### Texto de lectura
......

Al mismo tiempo, peor aún sería la supervivencia de ese Ejército tan querido en el Pentágono a costa de acallar por las armas el mayor símbolo de la primavera árabe o de derrocar al primer presidente democráticamente elegido en toda la historia de Egipto. El triunfo de Morsi puede ser, por tanto, en estas circunstancias, el paso que Washington necesita para estrenar una nueva era de relaciones con el mundo árabe, una en la que no se identifique a los amigos únicamente por su sumisión inequívoca a los intereses norteamericanos.

Eso no significa que Estados Unidos se tenga que resignar a perder obligatoriamente capacidad de influencia en Oriente Próximo. EE UU, que entrega anualmente cerca de 1.500 millones de dólares de ayuda, esencialmente militar a Egipto, además de otros créditos y un paquete de asistencia prometido por Obama hace un año, puede seguir siendo un interlocutor fundamental con las fuerzas armadas y añadir ahora, además, un estimable papel de árbitro con los civiles. A estos, por su parte, no solo les apremia la cooperación económica para que los sueños revolucionarios puedan materializarse en pan y bienestar, sino que requieren un fuerte aliado internacional que les dé legitimidad y respaldo.

......

### Datos de origen
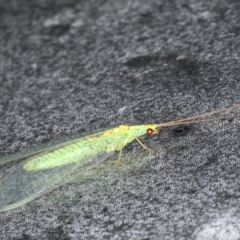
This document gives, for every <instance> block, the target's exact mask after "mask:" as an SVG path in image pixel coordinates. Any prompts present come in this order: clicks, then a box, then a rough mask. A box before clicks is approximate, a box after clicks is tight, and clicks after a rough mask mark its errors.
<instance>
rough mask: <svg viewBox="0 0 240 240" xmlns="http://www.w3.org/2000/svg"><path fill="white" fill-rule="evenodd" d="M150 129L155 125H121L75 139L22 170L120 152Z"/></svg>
mask: <svg viewBox="0 0 240 240" xmlns="http://www.w3.org/2000/svg"><path fill="white" fill-rule="evenodd" d="M156 126H157V125H156ZM150 127H155V125H136V126H128V125H121V126H118V127H115V128H112V129H109V130H105V131H102V132H99V133H97V134H93V135H90V136H87V137H83V138H79V139H75V140H74V141H72V142H69V144H68V145H66V146H63V147H61V146H60V147H59V148H58V149H56V150H53V151H50V152H46V153H45V154H41V155H40V156H35V157H33V158H32V159H31V160H29V161H27V162H26V163H25V164H24V165H23V168H24V169H25V170H27V171H36V170H42V169H49V168H55V167H57V166H62V165H66V164H70V163H74V162H78V161H81V159H86V158H89V157H93V156H95V155H97V154H99V153H100V152H106V153H110V152H114V151H115V150H117V151H120V150H121V149H122V148H123V147H124V146H126V144H128V143H130V142H132V141H133V140H134V139H136V138H137V137H140V136H142V135H144V134H145V133H146V131H147V129H148V128H150Z"/></svg>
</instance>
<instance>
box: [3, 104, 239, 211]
mask: <svg viewBox="0 0 240 240" xmlns="http://www.w3.org/2000/svg"><path fill="white" fill-rule="evenodd" d="M239 106H240V104H238V105H234V106H232V107H228V108H224V109H220V110H216V111H213V112H210V113H205V114H202V115H199V116H195V117H190V118H186V119H180V120H176V121H171V122H166V123H160V124H144V125H134V126H129V125H120V126H117V127H113V128H108V129H101V130H99V131H96V132H95V133H92V134H85V135H84V136H82V135H79V136H77V137H75V138H72V139H68V140H63V141H60V142H53V143H50V144H47V145H42V146H40V147H37V148H33V149H30V150H27V151H23V152H20V153H16V154H12V155H9V156H6V157H3V158H0V165H3V164H6V163H8V162H11V161H14V160H15V161H16V160H20V159H23V158H26V160H24V161H22V162H20V163H19V164H17V165H16V166H14V167H12V168H10V170H9V171H7V172H6V173H5V174H3V175H2V176H1V177H0V211H7V210H10V209H14V208H17V207H20V206H22V205H24V204H26V203H28V202H30V201H32V200H33V199H35V198H37V197H39V196H41V195H43V194H44V193H46V192H48V191H50V190H52V189H54V188H56V187H58V186H60V185H63V184H65V183H67V182H70V181H72V180H73V179H74V178H76V177H77V176H80V175H81V174H83V173H84V172H86V171H87V170H88V168H89V167H91V166H95V165H96V164H98V163H100V162H101V161H103V160H105V159H107V158H108V157H109V156H111V155H112V154H114V153H115V151H118V152H119V160H120V156H121V152H122V149H123V148H124V147H125V146H126V145H127V144H128V143H131V142H132V141H133V140H137V141H138V142H139V143H140V144H141V146H142V147H144V148H145V149H149V148H148V147H146V146H145V145H144V144H143V143H142V142H141V141H140V140H139V137H141V136H144V135H145V134H147V135H153V134H157V133H159V130H160V129H161V128H162V127H167V126H175V125H182V124H190V123H199V122H205V121H214V120H217V119H229V118H232V117H236V116H239V115H240V114H235V115H223V116H218V117H216V116H215V114H219V113H222V112H226V111H231V110H233V109H235V108H238V107H239ZM213 116H215V117H213Z"/></svg>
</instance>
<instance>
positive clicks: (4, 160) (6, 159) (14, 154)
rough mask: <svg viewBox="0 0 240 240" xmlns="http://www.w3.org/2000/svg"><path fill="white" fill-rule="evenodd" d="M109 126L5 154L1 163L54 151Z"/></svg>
mask: <svg viewBox="0 0 240 240" xmlns="http://www.w3.org/2000/svg"><path fill="white" fill-rule="evenodd" d="M107 129H109V128H105V129H104V128H101V129H98V130H95V131H91V132H87V133H80V134H75V135H72V136H68V137H65V138H62V139H58V140H54V141H50V142H48V143H45V144H41V145H40V146H36V147H33V148H30V149H26V150H23V151H20V152H18V153H14V154H10V155H7V156H4V157H2V158H0V165H4V164H6V163H8V162H12V161H17V160H20V159H23V158H27V157H30V156H33V155H35V154H38V153H42V152H49V151H53V150H55V149H58V148H60V147H64V146H66V145H68V144H71V143H74V141H77V140H79V138H85V137H88V138H89V137H96V136H100V135H101V134H102V133H103V132H104V131H105V130H107Z"/></svg>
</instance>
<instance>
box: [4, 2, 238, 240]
mask: <svg viewBox="0 0 240 240" xmlns="http://www.w3.org/2000/svg"><path fill="white" fill-rule="evenodd" d="M239 29H240V4H239V2H238V1H233V0H227V1H214V0H210V1H201V0H190V1H184V0H182V1H179V0H178V1H177V0H174V1H159V0H155V1H154V0H152V1H137V0H122V1H110V0H104V1H103V0H99V1H94V0H90V1H77V0H62V1H44V0H42V1H40V0H32V1H28V0H22V1H18V0H12V1H7V0H1V6H0V156H4V155H7V154H10V153H14V152H19V151H20V150H22V149H26V148H32V147H34V146H37V145H39V144H42V143H46V142H48V141H52V140H56V139H60V138H62V137H66V136H72V135H73V134H75V133H78V132H80V133H81V132H86V131H90V130H94V129H99V128H105V127H113V126H118V125H121V124H129V125H134V124H146V123H159V122H167V121H172V120H176V119H182V118H186V117H191V116H195V115H199V114H203V113H205V112H210V111H213V110H215V109H218V108H223V107H228V106H231V105H233V104H237V103H240V97H239V90H240V78H239V76H240V70H239V69H240V68H239V66H240V50H239V42H240V31H239ZM236 112H239V110H236V111H235V112H234V113H236ZM239 124H240V118H234V119H231V120H222V121H216V122H209V123H199V124H192V125H187V127H186V128H182V129H183V131H181V134H178V133H179V129H177V130H176V127H170V128H163V129H162V131H161V132H160V134H159V135H155V136H152V137H151V138H150V137H146V138H145V139H143V140H142V141H143V142H144V144H146V145H147V146H151V148H152V149H153V150H154V152H153V154H152V155H149V154H150V153H149V154H148V153H146V151H145V150H143V149H142V148H141V146H139V144H138V143H137V142H133V143H131V144H130V145H128V146H127V147H126V148H125V149H124V151H123V153H122V161H123V165H122V166H118V165H117V164H116V161H115V160H116V159H117V157H116V156H115V157H114V156H113V157H112V158H110V159H108V160H106V162H104V164H105V165H102V166H100V165H99V166H96V168H95V169H89V170H88V171H85V172H84V173H83V175H84V174H85V175H84V179H85V180H84V181H83V178H82V179H81V181H80V180H79V179H76V180H75V181H74V182H72V183H69V184H67V185H64V186H62V187H60V188H58V189H56V190H53V191H51V192H49V193H48V194H45V195H44V196H42V197H40V198H38V199H37V200H34V201H32V202H30V203H28V204H27V205H25V206H23V207H21V208H18V209H16V210H12V211H9V212H4V213H0V239H3V240H4V239H51V240H52V239H171V240H172V239H177V240H179V239H224V240H227V239H231V240H235V239H239V238H240V232H239V225H240V223H239V212H240V209H239V194H240V193H239V164H240V161H239V159H240V153H239ZM184 129H185V130H186V132H185V130H184ZM183 132H185V133H186V134H184V133H183ZM149 156H150V157H149ZM114 161H115V162H114ZM124 161H125V162H124ZM17 164H21V163H19V162H12V163H9V164H7V165H4V166H1V168H0V186H1V184H2V183H1V179H2V177H3V174H6V173H7V172H8V171H9V169H11V168H12V167H17ZM22 188H24V186H22Z"/></svg>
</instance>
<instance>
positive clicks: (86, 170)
mask: <svg viewBox="0 0 240 240" xmlns="http://www.w3.org/2000/svg"><path fill="white" fill-rule="evenodd" d="M113 153H114V151H113V152H111V153H106V152H104V151H101V152H99V153H98V154H97V155H95V156H91V157H85V158H83V159H80V160H79V162H77V163H72V164H68V165H63V166H60V167H55V168H52V169H46V170H39V171H26V170H25V169H24V168H23V166H24V164H25V163H26V162H27V161H29V159H27V160H26V161H23V162H21V163H20V164H18V165H17V166H16V167H13V168H12V169H10V171H9V172H8V173H7V174H5V175H4V176H3V178H2V179H1V180H0V211H7V210H10V209H13V208H16V207H20V206H22V205H24V204H26V203H28V202H30V201H32V200H33V199H35V198H37V197H39V196H41V195H43V194H44V193H46V192H48V191H50V190H52V189H54V188H56V187H59V186H60V185H63V184H64V183H67V182H69V181H71V180H72V179H74V178H76V177H77V176H79V175H81V173H84V172H85V171H87V170H88V168H89V167H90V166H93V165H95V164H96V163H99V162H101V161H103V160H105V159H106V158H107V157H109V156H110V155H112V154H113ZM43 154H44V153H43ZM30 159H31V158H30Z"/></svg>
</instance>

......

### Acciones requeridas
A) Según el texto sobre Estados Unidos y Egipto, ¿qué cantidad de ayuda entrega Estados Unidos a Egipto cada año?
B) Transcriba el fragmento del texto sobre Estados Unidos y Egipto que se abre con las palabras que contienen "Al mismo tiempo, peor" y se cierra con "los intereses norteamericanos.".
Las líneas constituyen un material aparte, independiente del texto.

### Respuestas
A) Cerca de 1.500 millones de dólares, esencialmente de ayuda militar.

B)
Al mismo tiempo, peor aún sería la supervivencia de ese Ejército tan querido en el Pentágono a costa de acallar por las armas el mayor símbolo de la primavera árabe o de derrocar al primer presidente democráticamente elegido en toda la historia de Egipto. El triunfo de Morsi puede ser, por tanto, en estas circunstancias, el paso que Washington necesita para estrenar una nueva era de relaciones con el mundo árabe, una en la que no se identifique a los amigos únicamente por su sumisión inequívoca a los intereses norteamericanos.